Chemical Properties
Yellow crystalline powder, soluble in methanol, ethanol, DMSO and other organic solvents, derived from epimedium.
Uses
Icaritin is a hydrolytic product of Icariin, a traditional Chinese herbal medicine extracted from the Epimedium genus. Icaritin and Desmethylicaritin, is two metabolites of Icariin, dramatically inhibit the growth of most malignant cells. They also have significant antiangiogenesis properties, inhibiting or eliminating entirely the development of new malignant cells. Icaritin has been used in trials studying the treatment of Solid Tumors, Metastatic Breast Cancer, and Hepatocellular Carcinoma (HCC).
Biochem/physiol Actions
Icaritin is a component of Epimedium flavonoid isolated from Herba Epimedii, which enhances osteoblastic differentiation of mesenchymal stem cells (MSCs) while it inhibits adipogenic differentiation of MSCs by inhibiting PPAR-g pathway. Icaritin has no effect on MSCs proliferation. Also, icaritin potently inhibits chronic myeloid leukemia (CML) and breast cancer cells proliferation most likely by modulation of MAPK/ERK/JNK and JAK2/STAT3 /AKT signaling. As other flavonoids, icaritin may exert estrogen-like activities.

---------------

Directions for this task: From the icaritin page above, print the passage starting with "Biochem/physiol Actions" and going on through "exert estrogen-like activities.", copied word for word.

[Collected data entries]
---------------

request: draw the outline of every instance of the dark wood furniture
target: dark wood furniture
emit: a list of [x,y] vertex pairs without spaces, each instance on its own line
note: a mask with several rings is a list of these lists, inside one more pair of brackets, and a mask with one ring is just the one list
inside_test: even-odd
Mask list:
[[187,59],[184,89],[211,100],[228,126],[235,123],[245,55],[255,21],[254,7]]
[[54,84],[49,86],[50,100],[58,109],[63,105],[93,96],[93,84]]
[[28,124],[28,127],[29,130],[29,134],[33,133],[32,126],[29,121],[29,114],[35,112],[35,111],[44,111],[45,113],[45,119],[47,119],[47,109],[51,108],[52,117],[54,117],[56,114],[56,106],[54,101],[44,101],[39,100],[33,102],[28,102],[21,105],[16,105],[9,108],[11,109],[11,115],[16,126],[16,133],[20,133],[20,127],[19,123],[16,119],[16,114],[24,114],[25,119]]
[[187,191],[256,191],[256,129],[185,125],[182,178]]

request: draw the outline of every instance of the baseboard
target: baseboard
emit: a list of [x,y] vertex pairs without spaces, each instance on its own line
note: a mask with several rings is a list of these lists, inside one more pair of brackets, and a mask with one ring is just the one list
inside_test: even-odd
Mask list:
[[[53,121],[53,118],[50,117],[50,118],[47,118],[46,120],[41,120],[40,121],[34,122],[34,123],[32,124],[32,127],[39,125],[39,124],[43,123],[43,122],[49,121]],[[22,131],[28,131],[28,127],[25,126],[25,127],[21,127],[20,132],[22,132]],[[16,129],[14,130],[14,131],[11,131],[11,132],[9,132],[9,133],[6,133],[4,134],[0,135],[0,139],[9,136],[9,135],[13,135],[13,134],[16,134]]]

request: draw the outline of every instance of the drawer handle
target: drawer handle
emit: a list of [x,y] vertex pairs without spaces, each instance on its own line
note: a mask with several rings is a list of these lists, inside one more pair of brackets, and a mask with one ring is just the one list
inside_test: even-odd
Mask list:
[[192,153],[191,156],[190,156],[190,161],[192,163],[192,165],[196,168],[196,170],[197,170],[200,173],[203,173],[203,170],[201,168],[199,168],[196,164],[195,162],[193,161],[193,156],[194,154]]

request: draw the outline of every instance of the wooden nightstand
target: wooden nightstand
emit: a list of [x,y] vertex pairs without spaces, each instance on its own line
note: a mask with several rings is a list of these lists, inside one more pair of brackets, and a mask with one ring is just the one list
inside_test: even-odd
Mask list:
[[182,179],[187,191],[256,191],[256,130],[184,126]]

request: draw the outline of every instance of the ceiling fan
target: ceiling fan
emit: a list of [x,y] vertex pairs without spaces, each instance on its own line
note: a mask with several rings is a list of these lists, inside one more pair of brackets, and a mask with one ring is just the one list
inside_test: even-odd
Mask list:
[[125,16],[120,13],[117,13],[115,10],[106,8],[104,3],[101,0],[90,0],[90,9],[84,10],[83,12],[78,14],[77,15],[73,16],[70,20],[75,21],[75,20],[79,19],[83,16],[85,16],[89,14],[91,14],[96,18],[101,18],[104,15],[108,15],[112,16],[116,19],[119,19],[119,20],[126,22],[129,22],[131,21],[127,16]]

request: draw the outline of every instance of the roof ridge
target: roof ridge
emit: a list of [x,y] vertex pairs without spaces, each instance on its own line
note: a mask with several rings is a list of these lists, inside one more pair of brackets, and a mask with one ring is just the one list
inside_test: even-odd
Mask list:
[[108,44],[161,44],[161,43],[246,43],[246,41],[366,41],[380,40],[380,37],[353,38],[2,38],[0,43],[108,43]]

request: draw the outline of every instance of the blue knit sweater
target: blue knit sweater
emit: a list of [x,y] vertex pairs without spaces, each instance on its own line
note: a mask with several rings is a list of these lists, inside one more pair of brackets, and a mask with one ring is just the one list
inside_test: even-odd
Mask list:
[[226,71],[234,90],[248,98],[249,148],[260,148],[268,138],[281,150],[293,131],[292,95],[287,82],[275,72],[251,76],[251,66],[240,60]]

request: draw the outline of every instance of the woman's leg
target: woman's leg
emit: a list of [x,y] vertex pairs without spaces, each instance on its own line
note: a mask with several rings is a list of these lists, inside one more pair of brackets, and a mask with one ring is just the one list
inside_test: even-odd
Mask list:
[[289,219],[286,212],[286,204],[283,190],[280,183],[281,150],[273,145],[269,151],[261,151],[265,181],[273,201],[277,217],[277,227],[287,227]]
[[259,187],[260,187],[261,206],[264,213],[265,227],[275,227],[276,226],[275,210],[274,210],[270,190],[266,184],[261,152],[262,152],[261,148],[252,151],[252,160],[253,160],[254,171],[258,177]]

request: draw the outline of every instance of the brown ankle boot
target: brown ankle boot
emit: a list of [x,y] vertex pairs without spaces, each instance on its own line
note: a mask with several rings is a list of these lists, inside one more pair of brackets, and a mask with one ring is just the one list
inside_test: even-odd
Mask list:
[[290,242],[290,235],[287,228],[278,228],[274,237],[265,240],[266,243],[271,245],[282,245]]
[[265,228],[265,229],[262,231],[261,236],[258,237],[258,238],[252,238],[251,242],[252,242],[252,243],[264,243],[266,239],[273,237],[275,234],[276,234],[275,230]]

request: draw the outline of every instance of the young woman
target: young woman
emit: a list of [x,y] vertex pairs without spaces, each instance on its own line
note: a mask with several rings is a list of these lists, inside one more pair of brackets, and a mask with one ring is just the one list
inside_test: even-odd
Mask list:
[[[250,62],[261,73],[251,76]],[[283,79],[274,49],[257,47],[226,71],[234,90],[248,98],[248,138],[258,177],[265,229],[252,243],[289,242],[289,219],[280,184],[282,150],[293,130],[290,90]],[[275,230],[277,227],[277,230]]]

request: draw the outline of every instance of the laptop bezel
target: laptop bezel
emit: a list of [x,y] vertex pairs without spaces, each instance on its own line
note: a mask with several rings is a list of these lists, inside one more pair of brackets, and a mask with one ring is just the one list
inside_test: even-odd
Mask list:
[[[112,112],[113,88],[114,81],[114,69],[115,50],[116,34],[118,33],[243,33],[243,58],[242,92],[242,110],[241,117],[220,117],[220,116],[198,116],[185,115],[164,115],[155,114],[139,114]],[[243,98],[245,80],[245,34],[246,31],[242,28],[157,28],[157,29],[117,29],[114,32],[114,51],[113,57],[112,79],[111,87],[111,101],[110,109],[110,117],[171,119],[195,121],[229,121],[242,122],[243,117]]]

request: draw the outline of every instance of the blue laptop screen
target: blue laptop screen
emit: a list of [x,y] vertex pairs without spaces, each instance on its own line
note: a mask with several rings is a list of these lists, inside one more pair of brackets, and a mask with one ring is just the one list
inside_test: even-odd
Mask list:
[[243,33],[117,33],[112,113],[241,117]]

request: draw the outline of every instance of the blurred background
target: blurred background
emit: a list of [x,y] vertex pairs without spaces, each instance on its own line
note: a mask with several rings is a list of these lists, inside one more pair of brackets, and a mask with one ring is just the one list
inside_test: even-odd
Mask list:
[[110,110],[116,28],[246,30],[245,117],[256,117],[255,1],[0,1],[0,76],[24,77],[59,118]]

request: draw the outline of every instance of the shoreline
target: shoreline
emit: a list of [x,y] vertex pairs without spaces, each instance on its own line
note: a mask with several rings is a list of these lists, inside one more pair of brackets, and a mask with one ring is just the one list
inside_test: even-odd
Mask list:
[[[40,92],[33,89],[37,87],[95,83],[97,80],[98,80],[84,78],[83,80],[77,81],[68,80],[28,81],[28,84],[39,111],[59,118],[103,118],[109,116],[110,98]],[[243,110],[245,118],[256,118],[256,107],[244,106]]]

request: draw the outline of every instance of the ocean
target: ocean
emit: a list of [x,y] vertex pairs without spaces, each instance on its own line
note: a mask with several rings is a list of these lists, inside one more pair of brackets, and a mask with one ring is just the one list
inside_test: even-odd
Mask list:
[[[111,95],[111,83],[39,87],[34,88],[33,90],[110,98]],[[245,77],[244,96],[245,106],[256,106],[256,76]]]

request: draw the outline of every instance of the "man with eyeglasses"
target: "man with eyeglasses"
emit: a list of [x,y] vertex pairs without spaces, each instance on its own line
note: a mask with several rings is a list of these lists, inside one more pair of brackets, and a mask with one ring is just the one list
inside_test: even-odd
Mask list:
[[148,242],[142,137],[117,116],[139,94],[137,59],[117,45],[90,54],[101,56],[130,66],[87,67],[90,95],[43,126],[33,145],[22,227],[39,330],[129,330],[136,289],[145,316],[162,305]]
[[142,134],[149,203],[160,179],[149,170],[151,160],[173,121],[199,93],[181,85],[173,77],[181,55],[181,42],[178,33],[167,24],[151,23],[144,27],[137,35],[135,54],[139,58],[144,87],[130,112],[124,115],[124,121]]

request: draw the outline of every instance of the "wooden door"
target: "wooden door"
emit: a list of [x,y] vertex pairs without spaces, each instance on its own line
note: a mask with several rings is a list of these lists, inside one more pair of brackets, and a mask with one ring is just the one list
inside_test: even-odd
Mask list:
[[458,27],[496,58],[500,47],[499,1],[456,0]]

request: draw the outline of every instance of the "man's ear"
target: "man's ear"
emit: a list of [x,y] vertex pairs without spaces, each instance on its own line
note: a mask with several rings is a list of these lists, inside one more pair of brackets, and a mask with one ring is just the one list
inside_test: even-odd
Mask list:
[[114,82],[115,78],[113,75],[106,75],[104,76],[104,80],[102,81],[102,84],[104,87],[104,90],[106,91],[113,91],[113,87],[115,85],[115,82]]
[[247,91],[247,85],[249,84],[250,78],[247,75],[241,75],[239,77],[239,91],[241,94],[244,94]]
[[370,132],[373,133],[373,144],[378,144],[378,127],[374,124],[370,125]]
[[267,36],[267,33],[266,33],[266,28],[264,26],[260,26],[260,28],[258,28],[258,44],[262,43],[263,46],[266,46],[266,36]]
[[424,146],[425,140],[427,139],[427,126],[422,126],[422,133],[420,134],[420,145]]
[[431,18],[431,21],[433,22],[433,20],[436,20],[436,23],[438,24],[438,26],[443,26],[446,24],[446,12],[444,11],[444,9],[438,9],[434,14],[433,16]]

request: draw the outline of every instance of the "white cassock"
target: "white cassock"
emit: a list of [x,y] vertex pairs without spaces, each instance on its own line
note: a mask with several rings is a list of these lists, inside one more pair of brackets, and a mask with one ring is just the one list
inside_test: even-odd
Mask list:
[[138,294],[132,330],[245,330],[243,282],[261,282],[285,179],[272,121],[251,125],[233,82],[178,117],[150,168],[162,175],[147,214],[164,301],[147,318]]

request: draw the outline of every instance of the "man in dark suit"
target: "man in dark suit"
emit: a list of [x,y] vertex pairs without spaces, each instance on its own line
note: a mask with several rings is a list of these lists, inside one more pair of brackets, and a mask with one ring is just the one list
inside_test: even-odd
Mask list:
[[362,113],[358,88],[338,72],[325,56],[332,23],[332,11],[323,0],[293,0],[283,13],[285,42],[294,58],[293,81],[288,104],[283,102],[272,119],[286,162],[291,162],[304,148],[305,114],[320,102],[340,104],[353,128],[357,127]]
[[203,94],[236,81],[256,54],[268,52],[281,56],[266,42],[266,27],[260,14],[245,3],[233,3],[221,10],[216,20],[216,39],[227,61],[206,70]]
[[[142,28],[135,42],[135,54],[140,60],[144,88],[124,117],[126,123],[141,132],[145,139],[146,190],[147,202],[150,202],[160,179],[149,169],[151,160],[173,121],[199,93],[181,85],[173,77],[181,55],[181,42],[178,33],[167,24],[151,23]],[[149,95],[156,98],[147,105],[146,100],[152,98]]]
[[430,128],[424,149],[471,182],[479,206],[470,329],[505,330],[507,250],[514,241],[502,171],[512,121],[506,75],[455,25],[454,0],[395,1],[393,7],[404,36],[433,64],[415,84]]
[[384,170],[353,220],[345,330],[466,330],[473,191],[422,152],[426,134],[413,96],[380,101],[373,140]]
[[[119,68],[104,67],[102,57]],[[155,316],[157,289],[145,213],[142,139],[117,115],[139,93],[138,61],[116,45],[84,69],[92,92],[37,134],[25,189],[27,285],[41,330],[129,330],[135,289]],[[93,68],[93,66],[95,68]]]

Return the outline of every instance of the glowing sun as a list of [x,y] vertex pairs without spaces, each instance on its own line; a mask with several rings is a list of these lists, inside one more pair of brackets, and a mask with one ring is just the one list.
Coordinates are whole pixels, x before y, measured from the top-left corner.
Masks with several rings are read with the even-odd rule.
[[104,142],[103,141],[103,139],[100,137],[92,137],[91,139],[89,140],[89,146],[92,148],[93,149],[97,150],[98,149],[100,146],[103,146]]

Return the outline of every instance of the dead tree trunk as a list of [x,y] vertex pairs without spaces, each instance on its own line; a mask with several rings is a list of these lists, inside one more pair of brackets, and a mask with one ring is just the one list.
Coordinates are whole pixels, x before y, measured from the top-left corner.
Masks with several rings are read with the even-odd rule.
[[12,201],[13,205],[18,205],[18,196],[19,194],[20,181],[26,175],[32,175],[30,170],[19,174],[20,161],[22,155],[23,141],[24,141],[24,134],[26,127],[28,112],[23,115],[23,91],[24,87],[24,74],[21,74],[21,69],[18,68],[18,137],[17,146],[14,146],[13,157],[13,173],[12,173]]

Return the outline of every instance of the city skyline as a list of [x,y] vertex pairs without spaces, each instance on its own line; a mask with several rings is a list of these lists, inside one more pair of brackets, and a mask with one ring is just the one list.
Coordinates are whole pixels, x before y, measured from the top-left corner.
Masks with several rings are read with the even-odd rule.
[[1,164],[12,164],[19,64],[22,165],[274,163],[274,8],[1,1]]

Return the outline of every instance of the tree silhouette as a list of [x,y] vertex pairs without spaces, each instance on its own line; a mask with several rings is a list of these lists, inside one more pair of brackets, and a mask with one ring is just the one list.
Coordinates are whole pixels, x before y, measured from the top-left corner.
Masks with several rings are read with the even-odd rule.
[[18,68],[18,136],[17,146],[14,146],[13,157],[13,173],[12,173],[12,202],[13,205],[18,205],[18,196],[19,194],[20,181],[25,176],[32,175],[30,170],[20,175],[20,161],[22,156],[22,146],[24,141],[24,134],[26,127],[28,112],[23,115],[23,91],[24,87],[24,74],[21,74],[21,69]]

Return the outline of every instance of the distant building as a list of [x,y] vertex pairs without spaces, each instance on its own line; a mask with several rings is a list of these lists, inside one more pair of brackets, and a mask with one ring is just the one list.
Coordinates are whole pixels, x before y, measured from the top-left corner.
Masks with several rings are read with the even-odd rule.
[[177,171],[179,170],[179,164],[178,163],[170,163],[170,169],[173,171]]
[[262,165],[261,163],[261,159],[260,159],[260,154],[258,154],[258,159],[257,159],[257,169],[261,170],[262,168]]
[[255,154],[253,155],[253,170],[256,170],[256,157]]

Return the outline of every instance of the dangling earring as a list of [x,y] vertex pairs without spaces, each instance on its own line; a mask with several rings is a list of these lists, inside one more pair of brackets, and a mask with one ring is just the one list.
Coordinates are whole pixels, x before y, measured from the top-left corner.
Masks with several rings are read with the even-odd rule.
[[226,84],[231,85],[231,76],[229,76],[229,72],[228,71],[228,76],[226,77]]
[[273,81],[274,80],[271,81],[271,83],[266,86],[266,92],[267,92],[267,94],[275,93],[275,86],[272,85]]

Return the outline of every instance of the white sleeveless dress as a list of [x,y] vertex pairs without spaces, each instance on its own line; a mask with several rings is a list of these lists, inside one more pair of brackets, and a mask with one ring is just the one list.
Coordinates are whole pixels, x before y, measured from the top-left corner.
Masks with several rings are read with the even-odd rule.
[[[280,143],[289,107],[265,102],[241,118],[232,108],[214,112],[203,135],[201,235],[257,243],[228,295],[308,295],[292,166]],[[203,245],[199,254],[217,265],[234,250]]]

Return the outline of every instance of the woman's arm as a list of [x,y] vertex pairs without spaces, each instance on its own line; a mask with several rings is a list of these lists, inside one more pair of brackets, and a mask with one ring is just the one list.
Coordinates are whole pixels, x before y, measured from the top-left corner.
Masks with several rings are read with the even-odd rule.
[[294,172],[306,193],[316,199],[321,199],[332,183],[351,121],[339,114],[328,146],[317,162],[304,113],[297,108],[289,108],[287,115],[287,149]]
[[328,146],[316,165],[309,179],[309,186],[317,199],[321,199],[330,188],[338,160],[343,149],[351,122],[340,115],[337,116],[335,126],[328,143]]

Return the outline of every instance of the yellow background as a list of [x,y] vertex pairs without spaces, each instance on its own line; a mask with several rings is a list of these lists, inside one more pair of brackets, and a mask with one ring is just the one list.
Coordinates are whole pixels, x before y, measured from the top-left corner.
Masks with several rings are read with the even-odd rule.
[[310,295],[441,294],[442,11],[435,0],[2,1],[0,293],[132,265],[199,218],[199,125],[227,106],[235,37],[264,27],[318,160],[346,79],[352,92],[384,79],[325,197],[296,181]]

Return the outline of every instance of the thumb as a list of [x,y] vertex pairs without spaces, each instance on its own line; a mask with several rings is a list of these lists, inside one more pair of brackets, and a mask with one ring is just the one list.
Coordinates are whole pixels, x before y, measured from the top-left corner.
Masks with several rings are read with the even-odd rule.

---------------

Task output:
Biochem/physiol Actions
Icaritin is a component of Epimedium flavonoid isolated from Herba Epimedii, which enhances osteoblastic differentiation of mesenchymal stem cells (MSCs) while it inhibits adipogenic differentiation of MSCs by inhibiting PPAR-g pathway. Icaritin has no effect on MSCs proliferation. Also, icaritin potently inhibits chronic myeloid leukemia (CML) and breast cancer cells proliferation most likely by modulation of MAPK/ERK/JNK and JAK2/STAT3 /AKT signaling. As other flavonoids, icaritin may exert estrogen-like activities.